[AUSZUG]

================================

Von Jesko Matthes.
Weitgehend unbeachtet ist eine neue Finte der Linkspartei geblieben, die im Wahlkampf alles, was reaktionär ist, als „rechts“ abstempelt. Eine Abgeordnete der Linkspartei, Halina Wawzyniak, hat pauschal die Protagonisten der DDR als „rechts“ bezeichnet. Insbesondere sei die SED eine „rechte“ Partei gewesen. Aha. Die Sache hat mich dennoch nachdenklich gemacht. Ich bin ein Anhänger der Totalitarismustheorie. Denn welche Möglichkeiten hat schon ein totalitärer Staat, um die fiktive Identität seines Willens mit dem seiner Bürger zu erreichen, als die Parteien gleichzuschalten, Kritiker mundtot zu machen oder ins Gefängnis zu stecken? Entsprechend bin ich auch ein Anhänger der Hufeisentheorie, nach der sich rechter und linker Rand des politischen Spektrums berühren.
Bei AfD und Linkspartei habe ich es schon erlebt; und je „populistischer“ die „Volksparteien“ daher kommen, und das können sie in ihrer Rolle als Feinde des offenen Diskurses sehr gut, umso intensiver sehe ich auch deren autoritäre Versuchungen, und wie sie ihnen durch vorauseilenden Gehorsam erliegen. Daher liebe ich auch Kurt Schumachers Bonmot, die Kommunisten seien rot lackierte Nazis - und das ganz ähnliche Bonmot, das Ignazio Silone zugeschrieben wird, wenn der Faschismus wiederkehre, werde er nicht sagen, er sei der Faschismus, er werde sagen, er sei der Antifaschismus. - Okay, dann ist Heiko Maas also „rechts“...? - Verflixt. Auch er sollte innehalten und verwirrt sein wie ich und einmal darüber nachdenken, was er dem offenen Diskurs gerade antut. Es könnten sehr wohl Tage kommen, da man ihn in die „rechte Ecke“ stellt. Nach Halina Wawzyniak ist die Zeit vielleicht schon da.

================================

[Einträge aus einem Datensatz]
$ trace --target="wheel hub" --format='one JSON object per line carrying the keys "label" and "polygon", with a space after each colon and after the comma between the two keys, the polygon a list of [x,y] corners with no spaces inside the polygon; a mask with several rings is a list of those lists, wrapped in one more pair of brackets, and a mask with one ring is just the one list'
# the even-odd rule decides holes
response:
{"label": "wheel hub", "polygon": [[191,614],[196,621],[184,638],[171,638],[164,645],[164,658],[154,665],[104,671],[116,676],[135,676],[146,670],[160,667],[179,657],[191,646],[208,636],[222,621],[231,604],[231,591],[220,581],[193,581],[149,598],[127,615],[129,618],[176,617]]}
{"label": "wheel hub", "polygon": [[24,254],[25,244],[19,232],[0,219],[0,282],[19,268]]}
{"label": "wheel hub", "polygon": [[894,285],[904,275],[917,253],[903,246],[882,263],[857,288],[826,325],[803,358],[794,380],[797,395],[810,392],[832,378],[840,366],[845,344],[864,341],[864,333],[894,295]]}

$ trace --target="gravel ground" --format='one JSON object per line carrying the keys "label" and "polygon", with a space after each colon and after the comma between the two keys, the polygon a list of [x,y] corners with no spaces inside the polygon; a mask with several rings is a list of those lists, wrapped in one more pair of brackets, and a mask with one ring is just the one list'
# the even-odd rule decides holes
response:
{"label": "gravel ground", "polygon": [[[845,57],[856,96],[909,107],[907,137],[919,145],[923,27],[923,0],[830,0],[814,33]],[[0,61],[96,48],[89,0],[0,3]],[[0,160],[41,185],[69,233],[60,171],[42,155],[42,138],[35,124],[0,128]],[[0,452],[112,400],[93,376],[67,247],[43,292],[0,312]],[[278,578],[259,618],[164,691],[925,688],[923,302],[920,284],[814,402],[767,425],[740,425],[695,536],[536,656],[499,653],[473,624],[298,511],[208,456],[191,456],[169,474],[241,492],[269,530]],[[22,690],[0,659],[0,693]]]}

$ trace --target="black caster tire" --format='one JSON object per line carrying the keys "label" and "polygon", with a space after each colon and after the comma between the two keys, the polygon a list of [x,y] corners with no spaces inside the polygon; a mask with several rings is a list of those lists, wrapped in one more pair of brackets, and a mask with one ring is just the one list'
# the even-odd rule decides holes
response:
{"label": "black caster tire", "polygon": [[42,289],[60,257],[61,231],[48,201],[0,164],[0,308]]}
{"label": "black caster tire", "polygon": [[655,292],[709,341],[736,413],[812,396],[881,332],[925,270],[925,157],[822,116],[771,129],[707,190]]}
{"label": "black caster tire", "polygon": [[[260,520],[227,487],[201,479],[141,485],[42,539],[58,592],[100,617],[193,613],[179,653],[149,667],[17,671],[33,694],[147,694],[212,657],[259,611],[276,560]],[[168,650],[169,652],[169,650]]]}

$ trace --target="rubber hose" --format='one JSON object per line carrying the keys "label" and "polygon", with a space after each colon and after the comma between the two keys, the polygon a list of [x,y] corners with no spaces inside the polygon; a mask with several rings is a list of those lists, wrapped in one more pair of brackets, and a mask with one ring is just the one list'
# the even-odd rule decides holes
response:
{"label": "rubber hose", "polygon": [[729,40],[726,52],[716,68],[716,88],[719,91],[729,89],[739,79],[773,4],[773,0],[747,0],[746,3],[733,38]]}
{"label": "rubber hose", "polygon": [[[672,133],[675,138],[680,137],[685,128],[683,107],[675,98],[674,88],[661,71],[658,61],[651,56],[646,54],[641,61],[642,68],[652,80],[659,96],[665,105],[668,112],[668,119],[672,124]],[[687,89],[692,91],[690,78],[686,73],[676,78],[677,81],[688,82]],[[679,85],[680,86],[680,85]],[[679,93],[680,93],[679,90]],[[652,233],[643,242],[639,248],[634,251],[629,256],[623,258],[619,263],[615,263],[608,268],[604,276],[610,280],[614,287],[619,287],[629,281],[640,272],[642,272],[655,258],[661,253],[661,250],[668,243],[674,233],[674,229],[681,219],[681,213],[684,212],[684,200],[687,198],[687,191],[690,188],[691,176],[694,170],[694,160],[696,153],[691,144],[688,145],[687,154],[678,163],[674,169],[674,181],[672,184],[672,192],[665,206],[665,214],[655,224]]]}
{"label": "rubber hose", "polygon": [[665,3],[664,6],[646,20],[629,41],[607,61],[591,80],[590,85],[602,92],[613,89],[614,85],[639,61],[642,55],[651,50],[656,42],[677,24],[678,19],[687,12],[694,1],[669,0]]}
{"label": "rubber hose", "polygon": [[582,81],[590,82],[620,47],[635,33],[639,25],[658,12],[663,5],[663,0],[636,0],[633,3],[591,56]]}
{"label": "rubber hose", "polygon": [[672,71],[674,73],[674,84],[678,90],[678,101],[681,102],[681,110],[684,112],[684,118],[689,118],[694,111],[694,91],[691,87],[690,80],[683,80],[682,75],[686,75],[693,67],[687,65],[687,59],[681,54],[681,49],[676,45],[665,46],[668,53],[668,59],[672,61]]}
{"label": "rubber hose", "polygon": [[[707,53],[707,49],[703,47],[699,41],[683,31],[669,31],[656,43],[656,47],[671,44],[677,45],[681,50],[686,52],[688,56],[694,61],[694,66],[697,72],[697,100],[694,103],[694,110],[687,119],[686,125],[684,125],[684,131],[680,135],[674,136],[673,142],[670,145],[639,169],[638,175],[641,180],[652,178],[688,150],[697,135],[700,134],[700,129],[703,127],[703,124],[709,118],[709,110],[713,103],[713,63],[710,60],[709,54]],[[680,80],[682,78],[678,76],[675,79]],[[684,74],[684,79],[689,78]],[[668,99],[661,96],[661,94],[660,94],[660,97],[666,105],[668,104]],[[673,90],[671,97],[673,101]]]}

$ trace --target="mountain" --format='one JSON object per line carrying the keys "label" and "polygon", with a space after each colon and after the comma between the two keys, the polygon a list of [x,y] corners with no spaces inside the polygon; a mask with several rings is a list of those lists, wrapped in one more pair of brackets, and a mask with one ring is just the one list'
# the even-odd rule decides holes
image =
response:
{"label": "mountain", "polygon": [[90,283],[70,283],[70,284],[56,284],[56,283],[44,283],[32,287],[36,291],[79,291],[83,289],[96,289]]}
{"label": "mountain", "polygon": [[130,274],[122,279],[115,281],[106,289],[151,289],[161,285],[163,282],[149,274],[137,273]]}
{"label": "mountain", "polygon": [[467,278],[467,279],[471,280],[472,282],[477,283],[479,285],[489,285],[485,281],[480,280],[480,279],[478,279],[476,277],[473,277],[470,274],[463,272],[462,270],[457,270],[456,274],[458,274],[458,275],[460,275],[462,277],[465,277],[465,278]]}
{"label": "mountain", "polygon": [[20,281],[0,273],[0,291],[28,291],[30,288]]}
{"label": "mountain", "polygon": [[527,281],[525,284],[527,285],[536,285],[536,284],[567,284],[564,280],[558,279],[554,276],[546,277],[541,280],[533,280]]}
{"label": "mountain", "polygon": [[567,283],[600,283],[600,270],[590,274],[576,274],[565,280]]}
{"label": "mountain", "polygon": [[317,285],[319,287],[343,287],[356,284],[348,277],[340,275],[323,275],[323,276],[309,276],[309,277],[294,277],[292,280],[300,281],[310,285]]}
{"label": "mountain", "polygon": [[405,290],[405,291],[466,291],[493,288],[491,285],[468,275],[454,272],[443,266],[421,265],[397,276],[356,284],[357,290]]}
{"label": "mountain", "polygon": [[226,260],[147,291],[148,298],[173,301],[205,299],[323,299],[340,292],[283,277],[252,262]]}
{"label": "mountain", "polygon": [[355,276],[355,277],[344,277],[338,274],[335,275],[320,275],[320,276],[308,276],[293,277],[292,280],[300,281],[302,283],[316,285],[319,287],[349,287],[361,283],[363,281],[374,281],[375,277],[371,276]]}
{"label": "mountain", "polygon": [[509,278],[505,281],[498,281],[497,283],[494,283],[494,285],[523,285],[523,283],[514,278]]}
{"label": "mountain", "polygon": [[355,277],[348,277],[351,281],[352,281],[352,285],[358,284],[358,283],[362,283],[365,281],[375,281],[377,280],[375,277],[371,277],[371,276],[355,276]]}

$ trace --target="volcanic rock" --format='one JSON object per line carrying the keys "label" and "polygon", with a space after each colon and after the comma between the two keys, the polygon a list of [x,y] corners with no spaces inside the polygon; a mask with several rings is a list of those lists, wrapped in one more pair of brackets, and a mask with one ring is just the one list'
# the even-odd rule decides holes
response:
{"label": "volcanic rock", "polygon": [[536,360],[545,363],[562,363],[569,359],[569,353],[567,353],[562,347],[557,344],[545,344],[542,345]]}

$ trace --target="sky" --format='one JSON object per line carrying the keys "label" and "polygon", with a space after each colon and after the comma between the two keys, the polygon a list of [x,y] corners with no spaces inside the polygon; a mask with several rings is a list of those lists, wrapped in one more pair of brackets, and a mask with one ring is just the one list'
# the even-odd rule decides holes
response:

================================

[AUFGABEN]
• 1. Gib die Stelle aus dem Auszug wortgetreu wieder, beginnend bei „Weitgehend unbeachtet ist“ und endend bei „politischen Spektrums berühren.“.
• 2. Nenne alle Personen, die im Auszug mit Namen vorkommen.

[ANTWORTEN JE AUFGABE]
• 1.
Weitgehend unbeachtet ist eine neue Finte der Linkspartei geblieben, die im Wahlkampf alles, was reaktionär ist, als „rechts“ abstempelt. Eine Abgeordnete der Linkspartei, Halina Wawzyniak, hat pauschal die Protagonisten der DDR als „rechts“ bezeichnet. Insbesondere sei die SED eine „rechte“ Partei gewesen. Aha. Die Sache hat mich dennoch nachdenklich gemacht. Ich bin ein Anhänger der Totalitarismustheorie. Denn welche Möglichkeiten hat schon ein totalitärer Staat, um die fiktive Identität seines Willens mit dem seiner Bürger zu erreichen, als die Parteien gleichzuschalten, Kritiker mundtot zu machen oder ins Gefängnis zu stecken? Entsprechend bin ich auch ein Anhänger der Hufeisentheorie, nach der sich rechter und linker Rand des politischen Spektrums berühren.

• 2.
- Jesko Matthes
- Halina Wawzyniak
- Kurt Schumacher
- Ignazio Silone
- Heiko Maas